GIVEN INSTRUCTION — Transcribe every record that appears below, exactly and in full.

SUPPLIED RECORDS —
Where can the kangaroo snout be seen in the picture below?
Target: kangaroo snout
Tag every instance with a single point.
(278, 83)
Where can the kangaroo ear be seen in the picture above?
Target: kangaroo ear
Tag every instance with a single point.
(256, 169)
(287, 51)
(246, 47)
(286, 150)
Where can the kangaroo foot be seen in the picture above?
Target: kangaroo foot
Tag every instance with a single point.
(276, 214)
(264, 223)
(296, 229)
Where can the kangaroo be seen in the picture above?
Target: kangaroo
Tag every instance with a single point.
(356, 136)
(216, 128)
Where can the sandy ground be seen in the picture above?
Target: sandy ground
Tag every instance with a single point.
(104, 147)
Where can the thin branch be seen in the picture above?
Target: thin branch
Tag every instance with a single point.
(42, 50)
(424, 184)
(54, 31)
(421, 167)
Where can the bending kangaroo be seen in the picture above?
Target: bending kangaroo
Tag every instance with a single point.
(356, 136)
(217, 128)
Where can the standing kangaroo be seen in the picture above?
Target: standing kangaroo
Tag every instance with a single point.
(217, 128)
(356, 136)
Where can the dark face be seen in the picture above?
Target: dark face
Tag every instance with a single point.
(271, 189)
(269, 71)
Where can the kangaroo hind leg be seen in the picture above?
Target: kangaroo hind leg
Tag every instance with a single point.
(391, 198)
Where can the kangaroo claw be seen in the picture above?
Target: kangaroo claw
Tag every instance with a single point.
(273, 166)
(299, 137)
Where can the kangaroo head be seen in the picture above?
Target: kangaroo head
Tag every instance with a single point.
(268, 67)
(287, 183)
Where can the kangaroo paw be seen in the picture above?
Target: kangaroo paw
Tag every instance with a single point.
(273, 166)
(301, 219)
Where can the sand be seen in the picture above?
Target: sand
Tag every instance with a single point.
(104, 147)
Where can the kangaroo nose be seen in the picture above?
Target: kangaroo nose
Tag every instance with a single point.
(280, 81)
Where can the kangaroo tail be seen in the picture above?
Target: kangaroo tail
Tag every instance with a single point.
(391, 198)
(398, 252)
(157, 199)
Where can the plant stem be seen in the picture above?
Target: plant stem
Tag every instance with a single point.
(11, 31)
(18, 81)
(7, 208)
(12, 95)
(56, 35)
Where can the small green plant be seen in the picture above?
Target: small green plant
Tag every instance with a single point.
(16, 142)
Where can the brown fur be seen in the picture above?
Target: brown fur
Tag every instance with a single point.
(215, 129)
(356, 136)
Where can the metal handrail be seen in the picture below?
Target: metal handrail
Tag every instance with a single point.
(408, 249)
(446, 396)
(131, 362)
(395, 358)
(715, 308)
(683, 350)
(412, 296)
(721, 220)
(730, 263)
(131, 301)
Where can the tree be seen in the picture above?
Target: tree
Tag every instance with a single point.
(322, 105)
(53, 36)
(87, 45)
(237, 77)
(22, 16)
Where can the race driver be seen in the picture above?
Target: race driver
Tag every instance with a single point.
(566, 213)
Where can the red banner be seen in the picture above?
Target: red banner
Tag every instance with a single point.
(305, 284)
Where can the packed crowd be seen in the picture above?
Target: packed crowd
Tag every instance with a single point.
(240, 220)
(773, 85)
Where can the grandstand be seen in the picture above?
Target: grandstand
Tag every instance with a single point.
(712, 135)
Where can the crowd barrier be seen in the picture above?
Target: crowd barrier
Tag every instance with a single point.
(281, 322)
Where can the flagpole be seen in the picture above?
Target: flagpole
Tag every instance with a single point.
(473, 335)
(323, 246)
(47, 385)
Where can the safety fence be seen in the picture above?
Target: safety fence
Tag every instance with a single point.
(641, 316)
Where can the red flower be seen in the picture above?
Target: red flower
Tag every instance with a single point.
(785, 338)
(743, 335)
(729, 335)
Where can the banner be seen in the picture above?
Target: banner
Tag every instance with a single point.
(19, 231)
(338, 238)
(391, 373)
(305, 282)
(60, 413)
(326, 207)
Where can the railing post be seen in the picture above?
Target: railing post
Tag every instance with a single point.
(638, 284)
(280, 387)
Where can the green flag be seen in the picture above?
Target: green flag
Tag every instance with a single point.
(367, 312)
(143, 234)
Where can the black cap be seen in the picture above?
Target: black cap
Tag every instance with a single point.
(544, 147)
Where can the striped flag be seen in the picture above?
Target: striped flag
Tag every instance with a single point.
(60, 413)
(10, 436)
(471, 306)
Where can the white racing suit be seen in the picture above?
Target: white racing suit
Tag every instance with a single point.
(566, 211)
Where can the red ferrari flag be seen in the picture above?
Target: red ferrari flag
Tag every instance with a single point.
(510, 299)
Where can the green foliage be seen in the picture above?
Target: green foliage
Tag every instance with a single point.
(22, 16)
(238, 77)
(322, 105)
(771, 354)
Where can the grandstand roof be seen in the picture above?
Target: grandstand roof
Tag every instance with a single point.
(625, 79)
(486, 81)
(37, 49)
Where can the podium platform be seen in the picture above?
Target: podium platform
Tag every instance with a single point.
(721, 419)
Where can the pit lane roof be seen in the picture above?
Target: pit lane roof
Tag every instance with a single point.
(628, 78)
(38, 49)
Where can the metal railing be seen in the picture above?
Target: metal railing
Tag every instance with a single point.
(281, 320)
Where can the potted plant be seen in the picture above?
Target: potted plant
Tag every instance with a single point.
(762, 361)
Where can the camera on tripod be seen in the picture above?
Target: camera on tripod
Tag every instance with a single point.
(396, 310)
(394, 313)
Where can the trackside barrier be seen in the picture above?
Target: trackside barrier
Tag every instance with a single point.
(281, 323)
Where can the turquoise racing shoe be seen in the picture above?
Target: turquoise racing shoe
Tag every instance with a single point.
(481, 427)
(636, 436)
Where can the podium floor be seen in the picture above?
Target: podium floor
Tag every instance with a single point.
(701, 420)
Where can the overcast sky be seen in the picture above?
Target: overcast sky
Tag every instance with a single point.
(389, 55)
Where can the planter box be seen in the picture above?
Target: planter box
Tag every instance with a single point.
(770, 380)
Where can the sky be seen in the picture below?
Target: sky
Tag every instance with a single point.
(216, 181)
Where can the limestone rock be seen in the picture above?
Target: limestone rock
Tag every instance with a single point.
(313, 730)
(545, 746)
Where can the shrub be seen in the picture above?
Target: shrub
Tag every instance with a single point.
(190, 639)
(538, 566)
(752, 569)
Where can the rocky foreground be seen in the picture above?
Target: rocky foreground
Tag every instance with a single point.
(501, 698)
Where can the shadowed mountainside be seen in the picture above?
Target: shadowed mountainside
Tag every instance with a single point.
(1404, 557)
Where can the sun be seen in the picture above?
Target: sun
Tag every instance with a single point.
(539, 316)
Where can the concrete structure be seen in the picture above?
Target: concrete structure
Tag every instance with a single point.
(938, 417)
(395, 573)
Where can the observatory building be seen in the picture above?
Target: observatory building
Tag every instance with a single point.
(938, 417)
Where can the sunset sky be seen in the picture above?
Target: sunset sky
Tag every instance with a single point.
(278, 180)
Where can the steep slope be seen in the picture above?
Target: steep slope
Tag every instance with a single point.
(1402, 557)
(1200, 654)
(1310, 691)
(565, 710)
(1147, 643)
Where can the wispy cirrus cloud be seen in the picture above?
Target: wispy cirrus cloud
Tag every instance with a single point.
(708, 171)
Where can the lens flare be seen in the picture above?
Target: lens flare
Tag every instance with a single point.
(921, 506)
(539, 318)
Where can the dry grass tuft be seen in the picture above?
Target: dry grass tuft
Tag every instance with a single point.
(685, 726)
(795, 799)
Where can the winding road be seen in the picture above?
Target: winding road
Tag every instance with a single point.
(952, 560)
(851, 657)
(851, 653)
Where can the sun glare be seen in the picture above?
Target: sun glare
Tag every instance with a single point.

CORRECT RESPONSE —
Where can the kangaroo snout be seen in the picture below?
Target: kangaroo snout
Tag every instance with a single point.
(278, 83)
Where can the kangaroo ear be seen in the picture above?
Target: kangaroo ear
Tag every instance with a single point.
(256, 169)
(287, 51)
(246, 47)
(286, 150)
Where can the kangaroo foot be seen in the picture above?
Target: kangaroo foot
Tag every instance with a single point.
(276, 214)
(264, 223)
(296, 229)
Where can the kangaroo be seen in the picture above?
Target: kangaroo
Tag every instance with a single point.
(356, 136)
(216, 128)
Where can the sandy ground be seen in the picture above?
Target: sandy ground
Tag every instance with a single point.
(104, 147)
Where can the thin branch be seen in the picture above?
Target: thin branch
Tag every instance with a single point.
(42, 50)
(424, 184)
(54, 31)
(421, 167)
Where can the bending kangaroo be seen in the picture above?
Target: bending kangaroo
Tag every instance with a single point.
(356, 136)
(217, 128)
Where can the standing kangaroo be seen in the picture above?
Target: standing kangaroo
Tag every instance with a single point.
(217, 128)
(356, 136)
Where can the dark face be seen in the picture above?
Target: dark face
Tag every instance with a single point.
(271, 189)
(269, 71)
Where can the kangaroo hind leg be seen in the picture above?
Target: kangaroo hind leg
Tag every instance with a single point.
(391, 198)
Where can the kangaroo claw be seen in the picture above?
Target: kangaroo claw
Tag every instance with a single point.
(273, 166)
(299, 137)
Where can the kangaroo head be seen in the picture above?
Target: kangaroo head
Tag every instance with a single point.
(268, 67)
(287, 183)
Where can the kangaroo paw be seen in the picture above?
Target: kangaroo paw
Tag every instance with a single point.
(273, 166)
(301, 219)
Where can the sand be seen in the picture above?
Target: sand
Tag every instance with a single point.
(104, 147)
Where can the kangaroo nose be seen in the picture above?
Target: kangaroo nose
Tag every instance with a single point.
(280, 81)
Where can the kangaroo tail be seen in the picture above?
Target: kangaroo tail
Tag every instance with a single point.
(391, 198)
(398, 252)
(157, 199)
Where can the plant stem be seen in the picture above?
Target: plant stem
Tag every instance with a single point.
(11, 31)
(18, 81)
(7, 208)
(12, 95)
(56, 35)
Where can the small green plant be seen in the picture above?
Target: small green plant
Tag every instance with a single point.
(16, 142)
Where can the brown fur be seen in the picture above?
Target: brown fur
Tag every instance with a single point.
(215, 129)
(356, 136)
Where can the metal handrail be seen in the picture below?
Target: metal handrail
Tag every instance with a single point.
(408, 249)
(446, 396)
(131, 362)
(395, 358)
(715, 308)
(683, 350)
(412, 296)
(721, 220)
(730, 263)
(131, 301)
Where can the tree be seen in the picture above?
Target: tree
Tag every instance with a single point.
(322, 105)
(53, 36)
(87, 45)
(237, 77)
(22, 16)
Where can the race driver be seen in the picture above?
Target: race driver
Tag every instance with a single point.
(566, 213)
Where can the red banner be seen in the picture above?
Target: red banner
Tag every instance with a single point.
(305, 284)
Where can the packed crowd be seen in the picture above?
Target: packed crowd
Tag every instance with a single point.
(240, 220)
(773, 85)
Where can the grandstand be seen in the picture above?
Target: grandstand
Tag every instance with a single point.
(712, 135)
Where can the crowd barrier be seen in the picture above?
Target: crowd barrier
Tag every instance with a single point.
(281, 322)
Where can the flagpole be seen in the picture above?
Target: flagpole
Tag every instance with a single point.
(473, 335)
(323, 246)
(47, 385)
Where can the safety fence be seen in the picture above?
Target: safety fence
Tag every instance with a single point.
(641, 316)
Where can the red flower be seen in the picture above?
Target: red flower
Tag every instance with a single point.
(785, 338)
(743, 335)
(729, 335)
Where can the banner be seen in the picture above?
Target: banner
Tag every instance with a single point.
(19, 231)
(338, 238)
(391, 373)
(305, 282)
(60, 413)
(326, 207)
Where can the railing post be seen in the picture above?
Target: railing post
Tag every instance with a single point.
(638, 284)
(280, 387)
Where can the green flag be seen in the picture above?
Target: green flag
Tag every instance with a single point.
(367, 312)
(143, 234)
Where can the black cap be seen in the picture above?
Target: black cap
Tag every instance with a single point.
(544, 147)
Where can the striped flag be seen in the picture above?
Target: striped flag
Tag every instance with a single point.
(60, 413)
(10, 436)
(471, 306)
Where can the white racing suit be seen in the picture above?
Target: white racing suit
Tag every instance with a single point.
(566, 211)
Where can the red ferrari flag be seen in the picture above?
Target: red ferrari flag
Tag every instance with a single point.
(510, 299)
Where can the green foliage be seen in the picture above?
Target: green foliage
Tag every instance with a single point.
(22, 16)
(238, 77)
(322, 105)
(771, 354)
Where can the grandstand roof be seen in the picture above?
Target: grandstand roof
Tag every instance with a single point.
(625, 79)
(486, 81)
(37, 49)
Where can the podium platform be seen in the picture above?
Target: podium platform
Tag every instance with a single point.
(721, 419)
Where can the pit lane roof be seen in the picture above?
Target: pit lane roof
Tag every instance with a single point.
(628, 78)
(38, 49)
Where can the metal railing be seen in the picture above?
Target: metal railing
Tag every instance with a single point.
(281, 320)
Where can the potted plant be seen in the picture above?
Target: potted plant
Tag every instance with a single point.
(762, 361)
Where can the camera on tripod be seen in the picture above?
Target: camera on tripod
Tag every instance with a single point.
(396, 310)
(394, 313)
Where can the trackside barrier be seen in the picture above?
Target: trackside barrier
Tag every instance with a single point.
(281, 323)
Where can the turquoise racing shoe be seen in the picture above?
Target: turquoise racing shoe
Tag every instance with a single point.
(481, 427)
(636, 436)
Where can the podium floor be seen in the picture above?
Target: podium floor
Tag every instance with a single point.
(701, 420)
Where can the overcast sky be seen in the picture above?
Target: overcast sky
Tag every instance with a single point.
(389, 55)
Where can the planter box be seen in the picture above?
Target: planter box
Tag every instance with a single point.
(770, 380)
Where can the sky be seen in the picture below?
Target: sky
Tag every instance with a single point.
(216, 181)
Where can the limestone rock be seen in the picture above?
Target: limestone rock
Tag every instance with a single point.
(313, 730)
(545, 746)
Where can the shrub be seen in the picture above?
Target: shrub
Tag every instance with a single point.
(190, 639)
(538, 566)
(752, 569)
Where can the rocky foreground be seen in the picture above?
Target: rocky foreground
Tag every instance with a single point.
(501, 698)
Where can the shadowed mountainside be seen in the picture above?
Target: shadowed mountainside
Tag every instance with a single point.
(1404, 557)
Where can the sun be seen in the picture above?
Target: sun
Tag every instance with a single point.
(539, 316)
Where can the concrete structure be seen in the picture above?
Target: concrete structure
Tag every instance with a single point.
(938, 417)
(395, 573)
Where can the observatory building be seen in the picture above?
Target: observatory building
Tag every instance with a single point.
(938, 417)
Where can the sunset sky be seen in the picture above?
Target: sunset sky
Tag every instance with a single point.
(278, 180)
Where can the steep slope be seen in the picture above?
Target: steep slope
Tag every instance with a single point.
(1402, 557)
(1200, 654)
(1310, 691)
(565, 710)
(1147, 643)
Where can the wispy cirrus cloud be seen in the picture above?
Target: wispy cirrus cloud
Tag every instance with a single point.
(708, 171)
Where can the lens flare be seen in the picture above?
Target: lens flare
Tag every instance with a single point.
(921, 506)
(539, 318)
Where can the dry grass tuft be seen in the picture above?
Target: dry grass tuft
Tag every instance with a single point.
(685, 726)
(795, 799)
Where can the winding road be seen in the picture above?
Target: winding road
Tag every instance with a single point.
(952, 560)
(851, 657)
(851, 653)
Where can the sun glare be seen in the picture above?
Target: sun glare
Tag every instance with a single point.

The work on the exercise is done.